SET PROBLEM - Can you transcribe every line exactly and leave the pictures behind?

RECORDS FOR PROCESSING -
□ □ □ □ □

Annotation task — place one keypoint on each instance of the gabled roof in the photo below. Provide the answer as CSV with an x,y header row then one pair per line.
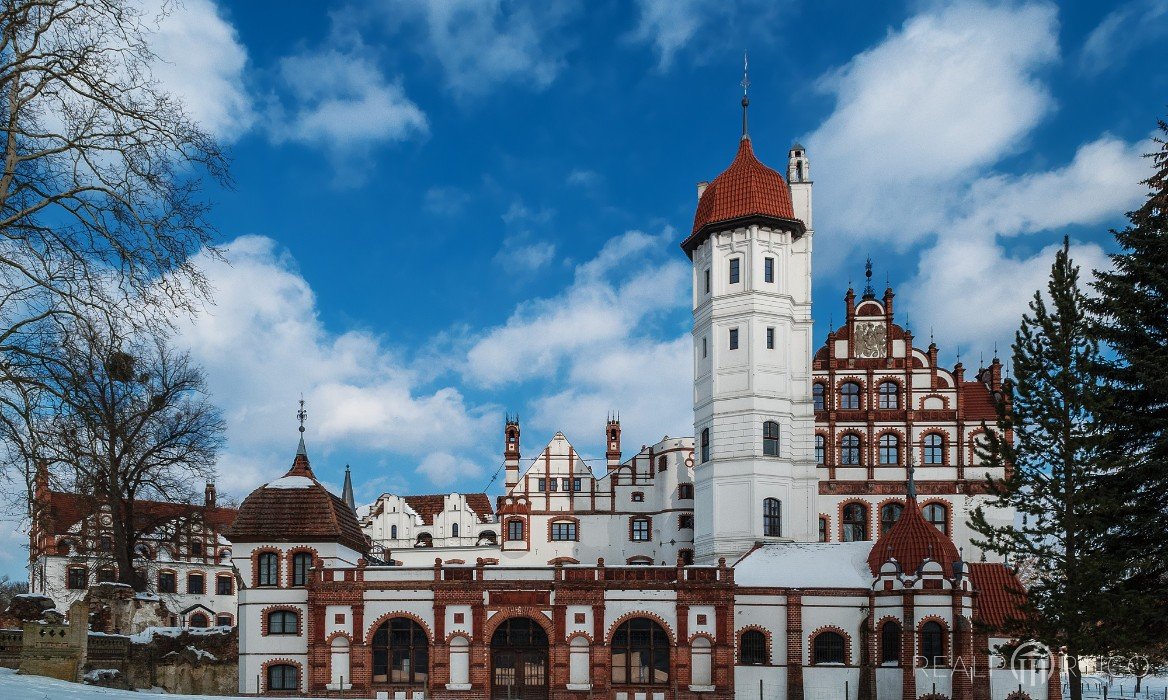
x,y
744,191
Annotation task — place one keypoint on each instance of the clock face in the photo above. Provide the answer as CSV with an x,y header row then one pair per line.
x,y
871,339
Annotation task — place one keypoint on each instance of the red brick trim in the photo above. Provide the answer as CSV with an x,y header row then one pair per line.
x,y
266,611
373,629
847,644
766,644
255,567
627,616
282,662
868,517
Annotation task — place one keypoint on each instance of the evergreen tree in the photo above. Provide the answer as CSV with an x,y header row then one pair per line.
x,y
1131,320
1048,443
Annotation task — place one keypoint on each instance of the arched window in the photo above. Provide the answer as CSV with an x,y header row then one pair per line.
x,y
938,515
771,438
932,643
283,622
640,653
772,518
401,652
890,643
269,569
849,396
752,647
828,649
889,449
301,561
889,513
855,522
889,395
849,450
934,449
283,677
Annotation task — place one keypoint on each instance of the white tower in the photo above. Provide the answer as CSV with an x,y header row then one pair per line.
x,y
753,424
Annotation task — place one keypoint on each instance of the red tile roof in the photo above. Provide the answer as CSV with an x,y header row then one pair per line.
x,y
292,512
428,506
1000,595
745,188
911,541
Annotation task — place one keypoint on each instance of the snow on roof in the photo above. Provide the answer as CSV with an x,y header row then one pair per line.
x,y
291,483
806,565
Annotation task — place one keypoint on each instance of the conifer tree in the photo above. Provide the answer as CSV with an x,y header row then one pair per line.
x,y
1131,320
1052,464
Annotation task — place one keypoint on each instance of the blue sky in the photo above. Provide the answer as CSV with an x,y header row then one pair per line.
x,y
445,212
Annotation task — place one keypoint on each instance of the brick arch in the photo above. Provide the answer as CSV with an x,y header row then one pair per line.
x,y
766,646
283,662
510,611
818,631
653,616
373,629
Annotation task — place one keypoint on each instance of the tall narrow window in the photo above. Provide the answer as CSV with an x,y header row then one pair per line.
x,y
889,513
938,515
855,522
934,449
889,449
772,518
771,438
849,396
889,395
301,561
849,450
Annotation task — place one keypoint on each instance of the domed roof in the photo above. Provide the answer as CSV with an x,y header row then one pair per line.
x,y
745,189
911,540
297,508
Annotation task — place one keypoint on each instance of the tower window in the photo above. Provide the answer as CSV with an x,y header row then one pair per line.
x,y
889,395
772,518
849,396
771,438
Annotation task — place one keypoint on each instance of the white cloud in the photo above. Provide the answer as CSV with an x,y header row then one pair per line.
x,y
341,99
201,60
1126,28
482,43
947,94
263,345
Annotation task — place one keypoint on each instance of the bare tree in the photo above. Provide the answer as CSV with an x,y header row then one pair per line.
x,y
124,421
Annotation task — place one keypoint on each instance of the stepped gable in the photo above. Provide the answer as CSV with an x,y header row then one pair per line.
x,y
297,508
1000,595
912,540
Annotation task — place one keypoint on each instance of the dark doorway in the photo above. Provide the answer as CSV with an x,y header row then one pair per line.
x,y
519,660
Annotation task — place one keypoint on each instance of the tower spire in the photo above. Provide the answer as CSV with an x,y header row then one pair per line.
x,y
745,98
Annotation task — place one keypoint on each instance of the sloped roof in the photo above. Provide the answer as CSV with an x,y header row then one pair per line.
x,y
746,188
1000,595
297,508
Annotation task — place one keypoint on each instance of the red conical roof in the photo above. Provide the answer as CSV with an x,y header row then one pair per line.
x,y
744,189
910,541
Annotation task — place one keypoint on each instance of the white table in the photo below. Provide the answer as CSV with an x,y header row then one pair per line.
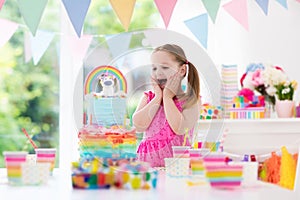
x,y
59,187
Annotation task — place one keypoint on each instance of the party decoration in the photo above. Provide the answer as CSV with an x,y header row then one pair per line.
x,y
283,3
263,4
124,10
32,17
8,31
229,87
165,9
287,169
92,77
118,44
40,44
239,11
77,10
212,7
79,46
1,3
199,27
273,168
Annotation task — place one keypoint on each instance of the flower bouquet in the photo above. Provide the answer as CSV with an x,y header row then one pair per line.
x,y
269,81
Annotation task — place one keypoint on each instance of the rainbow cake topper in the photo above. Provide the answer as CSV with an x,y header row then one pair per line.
x,y
92,78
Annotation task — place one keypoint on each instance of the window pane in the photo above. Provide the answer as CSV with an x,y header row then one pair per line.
x,y
28,92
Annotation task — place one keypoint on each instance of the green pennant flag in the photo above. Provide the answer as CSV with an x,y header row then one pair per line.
x,y
212,7
32,11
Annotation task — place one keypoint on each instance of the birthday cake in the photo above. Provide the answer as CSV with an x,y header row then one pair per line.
x,y
105,133
107,143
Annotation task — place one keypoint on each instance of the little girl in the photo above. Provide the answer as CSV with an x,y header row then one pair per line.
x,y
165,113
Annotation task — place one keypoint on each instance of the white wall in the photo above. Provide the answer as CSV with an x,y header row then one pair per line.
x,y
273,39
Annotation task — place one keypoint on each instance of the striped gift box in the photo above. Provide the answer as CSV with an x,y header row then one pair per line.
x,y
46,155
13,161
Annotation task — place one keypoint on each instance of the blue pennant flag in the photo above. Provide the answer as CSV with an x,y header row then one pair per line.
x,y
77,10
199,27
283,3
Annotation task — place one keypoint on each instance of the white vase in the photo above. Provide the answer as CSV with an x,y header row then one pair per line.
x,y
285,108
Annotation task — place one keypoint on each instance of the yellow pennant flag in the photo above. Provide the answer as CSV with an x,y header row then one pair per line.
x,y
124,10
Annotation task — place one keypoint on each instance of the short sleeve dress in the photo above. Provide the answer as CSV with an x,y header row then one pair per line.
x,y
159,137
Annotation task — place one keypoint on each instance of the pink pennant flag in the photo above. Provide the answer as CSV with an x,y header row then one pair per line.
x,y
8,28
165,9
239,11
1,3
79,46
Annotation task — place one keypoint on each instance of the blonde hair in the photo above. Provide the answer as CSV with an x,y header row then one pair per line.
x,y
193,88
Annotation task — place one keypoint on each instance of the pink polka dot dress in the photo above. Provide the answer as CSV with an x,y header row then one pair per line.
x,y
159,137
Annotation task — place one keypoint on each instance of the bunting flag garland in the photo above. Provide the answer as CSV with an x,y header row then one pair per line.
x,y
283,3
77,10
1,3
123,10
212,7
116,47
8,31
239,11
79,46
263,4
165,9
32,17
199,27
39,44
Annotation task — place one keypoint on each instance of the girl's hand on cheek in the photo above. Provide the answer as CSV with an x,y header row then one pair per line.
x,y
156,88
172,85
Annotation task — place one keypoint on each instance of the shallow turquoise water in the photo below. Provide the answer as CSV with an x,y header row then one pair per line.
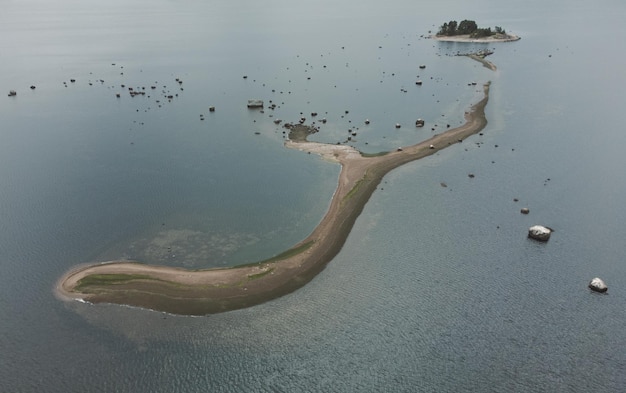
x,y
437,288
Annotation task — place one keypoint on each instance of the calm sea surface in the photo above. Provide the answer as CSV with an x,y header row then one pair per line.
x,y
437,289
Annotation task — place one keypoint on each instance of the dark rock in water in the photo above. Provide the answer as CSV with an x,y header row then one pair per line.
x,y
598,285
255,103
539,232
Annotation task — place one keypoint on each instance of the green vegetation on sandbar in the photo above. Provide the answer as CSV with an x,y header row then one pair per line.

□ □ □ □ □

EXERCISE ANSWER -
Annotation task — place one keypoint on each instance of the gabled roof in the photo below. Provide the answer as CSV with an x,y header row then one pair per line.
x,y
744,191
Annotation task — place one keypoint on each instance of the clock face in the photo above. Provide the answer as CSV with an x,y header row then one pair per line.
x,y
871,339
Annotation task — place one keypoint on each instance of the red brick trim in the photo above. Provide the answer as CSV with an x,y header row then one pair per line.
x,y
266,611
373,629
847,644
766,644
255,567
627,616
282,662
868,517
Annotation task — place one keypoint on each instance of the evergreen tree in the photo above. Provide the answer as CSV with an x,y header row then one pair per line.
x,y
1131,320
1048,443
Annotation task — place one keypoint on each instance of the arched window in the photo above. Provide the answer as CSV with an x,y header row then one pair per line.
x,y
938,515
771,438
932,643
283,622
640,653
772,518
401,652
890,643
269,569
849,396
752,647
828,649
889,449
301,561
889,513
855,522
889,395
849,450
934,449
283,677
Annotation task — place one keypoint on each instance of the white tower in the photo above. Provide the answer as CSV with an x,y header row then one pair per line.
x,y
753,424
Annotation task — place one keypoint on each instance of the red tile roof in the photo above. Provide the answer as CSV with an x,y header row then one pair per line.
x,y
292,512
428,506
1000,595
745,188
911,541
Annotation task — place one keypoint on each instance of the snow on roof in the photo above. Provide the answer as CSV with an x,y header row then one pair per line.
x,y
291,483
806,565
Annotation task — place one keypoint on each instance of the conifer tree in the photo above. Provide the answer as CSV with an x,y header row then one pair per line.
x,y
1131,320
1052,464
Annotation task — place one keypoint on each instance of the blue sky in the photo above. Provide the answer as CSV with an x,y header row then one pair per line.
x,y
445,212
Annotation task — place one keypoint on each instance of the brick arch in the photo above. Provide the answer as CSV with an x,y header row then one pair per line.
x,y
766,646
283,662
510,611
818,631
653,616
373,629
Annotation task — place one keypoint on each instance of the tall narrow window in the photo above. Provide the answer as CSV with an x,y header row then one pair per line.
x,y
889,513
938,515
855,522
934,449
889,449
772,518
771,438
849,396
889,395
301,561
849,450
Annotation task — place one keypoint on each instance of the domed roof in the photo above. Provide the answer as CSV with an x,y header row then one pair per line.
x,y
745,189
911,540
297,508
Annotation task — place one keypoint on each instance of the tower window in the photo above. Provide the answer as CSV with an x,y header row then one pair per line.
x,y
889,395
772,518
849,396
771,438
Annotation task — place one keypoint on each instance of the white cloud in the photo above. Provide the answer as CSV with an x,y header row then one pair per line.
x,y
341,99
201,60
1126,28
482,43
947,94
263,345
Annotation task — place one keypoint on each instance of the bare tree in the photo above. Provide the answer as CSV with an x,y header row then one pair per line.
x,y
124,421
Annotation task — place one keypoint on each instance of the stepped gable in the photo above. Provide the answer as CSV with an x,y header row then one pair per line.
x,y
297,508
1000,595
912,540
Annotation task — place one keypoint on each instance of the dark doorway in the photo above. Provide the answer as CSV with an x,y header row then one pair per line.
x,y
519,660
Annotation task — place one keypoint on each instance of the tower spire in the photo above. Provide the answer as CSV with an x,y header row then one pair per line.
x,y
745,98
Annotation task — place one keypoint on each instance of the sloped roof in the photo above. Provide the answer as CSV with an x,y header row then one pair per line.
x,y
746,188
1000,595
297,508
Annotation task — place one keypoint on each instance of the red conical roof in the photo above. Provide the answer as CSV with an x,y header row then one pair per line.
x,y
744,189
910,541
Annotation task — place one keypoint on each instance of the white table in the photo below. Provide the answer as CSV with an x,y header row then one pair per line.
x,y
59,187
Annotation task — place one keypoint on each instance of the party decoration in the photo above. Provide the answer as CSV with an x,y header row then one pair per line.
x,y
283,3
263,4
124,10
32,17
8,31
229,87
165,9
287,169
92,77
118,44
40,44
239,11
77,10
212,7
79,46
1,3
199,27
273,168
Annotation task — place one keypoint on each instance of the flower bouquet in the photo above. Provide the answer as CSV with an x,y header row then one pair per line.
x,y
269,81
Annotation task — place one keypoint on each instance of the rainbow cake topper in the photo above. Provide the answer as CSV with an x,y header row then one pair per line.
x,y
92,78
Annotation task — place one keypoint on each instance of the window pane in the photo above. Provide the answer as CSV with an x,y header row then one pair per line.
x,y
28,92
Annotation task — place one keypoint on each instance of the green pennant flag in the photo above. Provide the answer as CSV with an x,y header row then one pair per line.
x,y
212,7
32,11
Annotation task — place one keypoint on each instance of the birthday cake in the photo above. Provide the answer as CSV with an x,y header row then one pair per line.
x,y
105,133
107,143
Annotation task — place one keypoint on each instance of the little girl in the photo above. Provide the answer as CSV with an x,y header row then one pair per line.
x,y
165,113
Annotation task — place one keypoint on each instance of the white wall in the photo above. Provide the answer as CSV with an x,y header row then one pair per line.
x,y
273,39
Annotation task — place one keypoint on each instance of the striped gift box in the photo above. Provide the answer as CSV with an x,y header row then one pair per line.
x,y
46,155
13,161
Annotation task — place one keypoint on each instance of the blue pennant flag in the photo above. Provide the answer as CSV with an x,y header row then one pair per line.
x,y
77,10
199,27
283,3
Annotation task — place one keypoint on each instance of the white vase in the photo above. Provide the answer as CSV with an x,y header row then one pair per line.
x,y
285,108
Annotation task — place one keypoint on each instance of the yellow pennant flag in the photo above. Provide the answer as CSV with an x,y header row then one pair per line.
x,y
124,10
Annotation task — place one keypoint on each instance of the short sleeve dress in the photo above. Provide the answer as CSV with an x,y header row then one pair per line.
x,y
159,137
Annotation task — place one keypoint on each instance of the pink pennant flag in the photo above. Provide the answer as CSV with an x,y header row then one pair per line.
x,y
8,28
165,9
239,11
1,3
79,46
Annotation task — place one keypoint on each instance of the blonde hair in the photo above. Provide the answer as CSV with an x,y header row then one pair per line.
x,y
193,88
Annotation task — place one keypoint on each instance of the pink polka dot dress in the photo above. Provide the answer as CSV with an x,y header row then one pair per line.
x,y
159,137
Annotation task — place one keypoint on each instance of the bunting flag garland in the photo above. Provide the answer as CSV with an x,y header row then one pair per line.
x,y
283,3
77,10
1,3
123,10
212,7
116,47
8,31
239,11
79,46
263,4
165,9
32,17
199,27
39,44
Annotation task — place one keypoint on each instance of the girl's hand on cheek in the photo above. Provide the answer as CSV with an x,y header row then one pair per line.
x,y
156,88
172,85
Annotation task — place one keypoint on each instance of the shallow turquoise water in the photo below. Provide the answer as CSV with an x,y header row then one pair per line.
x,y
437,288
Annotation task — place one keypoint on each instance of the calm sea surface in the photo above. Provide the answer as CSV with an x,y header row then one pair per line.
x,y
437,289
Annotation task — place one keypoint on each instance of the dark rock in water in the photo above. Provide the answer as CSV with an x,y header row then one pair per line.
x,y
598,285
255,103
539,232
Annotation task — place one keypoint on each instance of the green vegetation on sandbar in the photo above. Provide the answer as CSV with an x,y header row then one pair per line.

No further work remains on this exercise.